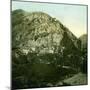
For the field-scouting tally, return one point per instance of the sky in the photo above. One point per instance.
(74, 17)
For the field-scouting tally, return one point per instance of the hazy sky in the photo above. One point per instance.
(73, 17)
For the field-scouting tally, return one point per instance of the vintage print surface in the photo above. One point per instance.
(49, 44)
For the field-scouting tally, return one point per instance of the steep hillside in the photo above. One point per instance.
--------
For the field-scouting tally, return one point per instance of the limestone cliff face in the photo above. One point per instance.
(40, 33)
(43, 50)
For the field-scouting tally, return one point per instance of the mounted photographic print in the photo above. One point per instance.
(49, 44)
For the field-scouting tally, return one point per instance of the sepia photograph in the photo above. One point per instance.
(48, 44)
--------
GIVEN PROBLEM => Quote word for word the lines of the entries, starting at the line containing "instance of the sky" and ending at the line containing "of the steep", with both of those lines included.

RESULT OF THE EXERCISE =>
For the field-scouting tally, return one point per instance of the sky in the photo above. One point per instance.
(74, 17)
For the field-scouting tally, return one point per instance of the hazy sky in the photo above. One point per instance.
(73, 17)
For the field-scouting tally, return one point per instance of the vintage print surface in the photo above. One point per instance.
(49, 44)
For the field-scouting tally, return one point per instance of the steep hillside in the photo above. One point per instance.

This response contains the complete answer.